Kleine Bilder aus der Gegenwart.

Nr. 3.0 Im Taucherpavillon der Hygiene-Ausstellung in Berlin.

Es war ein glücklicher Gedanke, dem schaulustigen Publicum der so trefflich gelungenen Ausstellung für Hygiene und Rettungswesen einen Einblick in die Geheimnisse der modernen Taucherkunst zu gewähren, und in der That übt der nördlich von der Stadtbahn gelegene achteckige Pavillon eine seltene Anziehungskraft auf die Neugierigen der Herren- und Damenwelt. Das kann uns nicht wundern, denn für die Taucherkunst wird seit langer, langer Zeit in Deutschland eine der erfolgreichsten Reclamen gemacht, und der Reclamemacher ist kein Geringerer, als der erklärteste Liebling des Volkes, Friedrich Schiller. Wir glauben entschieden, daß es gerade sein „Taucher“ ist, der die Meisten dazu veranlaßt, für dreißig Pfennig besonderes Eintrittsgeld einen Zunftgenossen jenes hochherzigen Jünglings, welcher in der Charybde verschwand, zu schauen.
-.-.-
**HINWEISE ZUR AUFGABE**
Welches besondere Eintrittsgeld ist laut dem Auszug über den Taucherpavillon zu entrichten?

**BEREITGESTELLTES MATERIAL**
-.-.-
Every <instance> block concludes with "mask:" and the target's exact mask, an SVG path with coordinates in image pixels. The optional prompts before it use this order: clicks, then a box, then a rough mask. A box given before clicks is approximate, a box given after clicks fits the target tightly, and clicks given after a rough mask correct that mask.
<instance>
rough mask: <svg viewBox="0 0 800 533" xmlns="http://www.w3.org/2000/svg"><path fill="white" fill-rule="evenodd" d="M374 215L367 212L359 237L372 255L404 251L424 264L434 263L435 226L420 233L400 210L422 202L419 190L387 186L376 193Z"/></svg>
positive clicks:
-.-.-
**IHRE ANTWORT**
Dreißig Pfennig.